Exercise: Return, word for word, the lines of the items below, starting at the line that has "Would you kindly pick out the clear" and stopping after the line that has "Target: clear pale sky".

Listed entries:
_ _ _

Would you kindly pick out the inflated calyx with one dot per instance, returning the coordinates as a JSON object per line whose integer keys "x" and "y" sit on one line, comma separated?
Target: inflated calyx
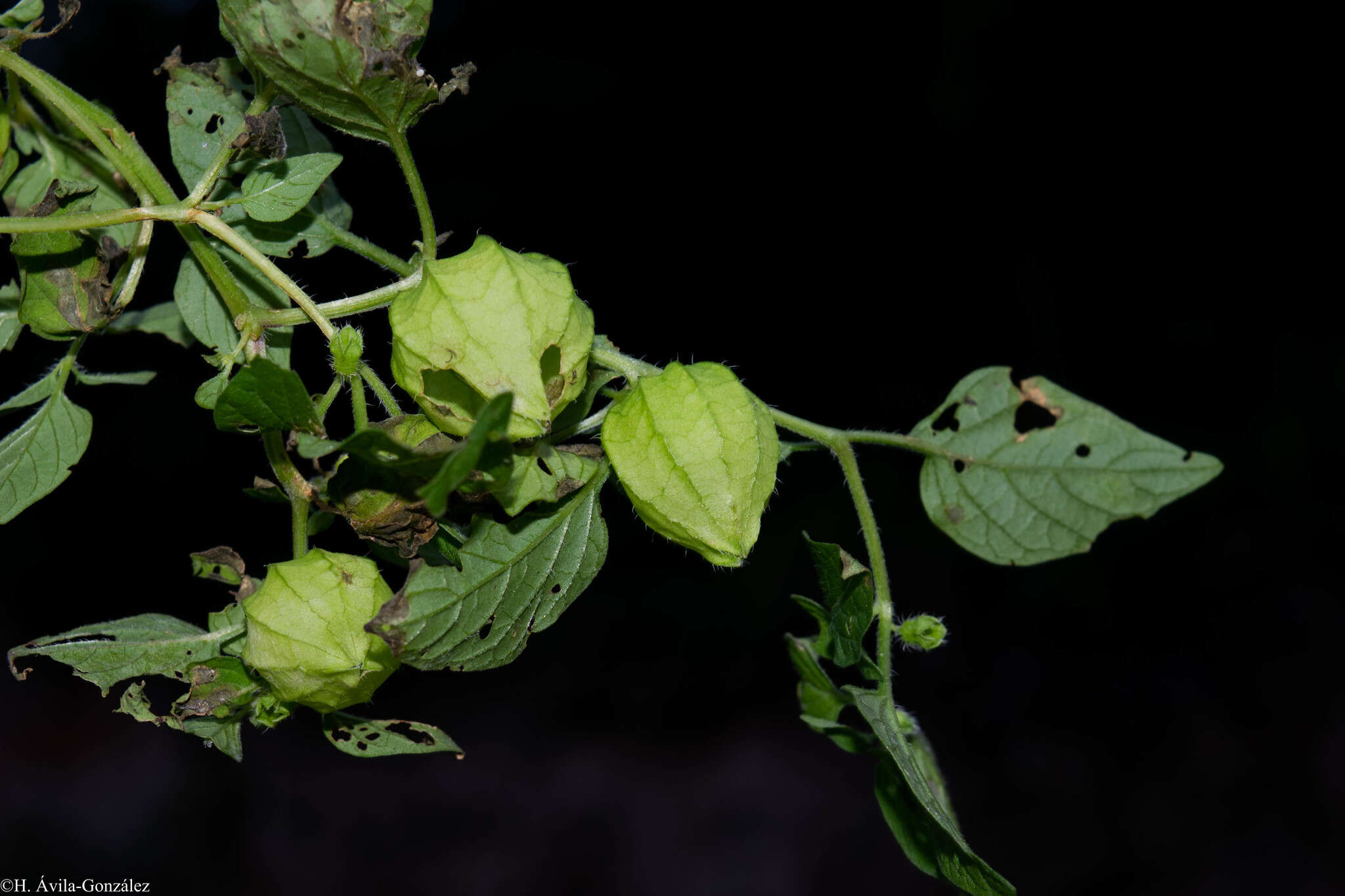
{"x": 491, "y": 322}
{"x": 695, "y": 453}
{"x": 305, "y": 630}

_ _ _

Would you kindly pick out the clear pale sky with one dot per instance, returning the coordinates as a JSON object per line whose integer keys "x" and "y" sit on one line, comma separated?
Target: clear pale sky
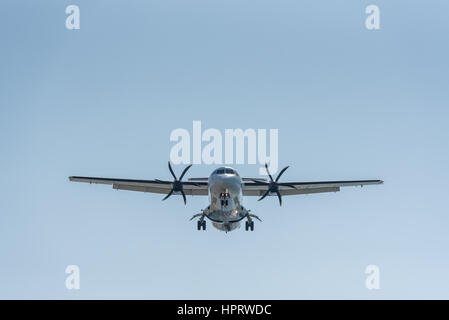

_ _ _

Solution to this exercise:
Would you kindly pick out the clear pale sky with one dot per instance, returning the coordinates as a JSON object per line whose integer keys "x" and "y" sit on one line, comma separated?
Target: clear pale sky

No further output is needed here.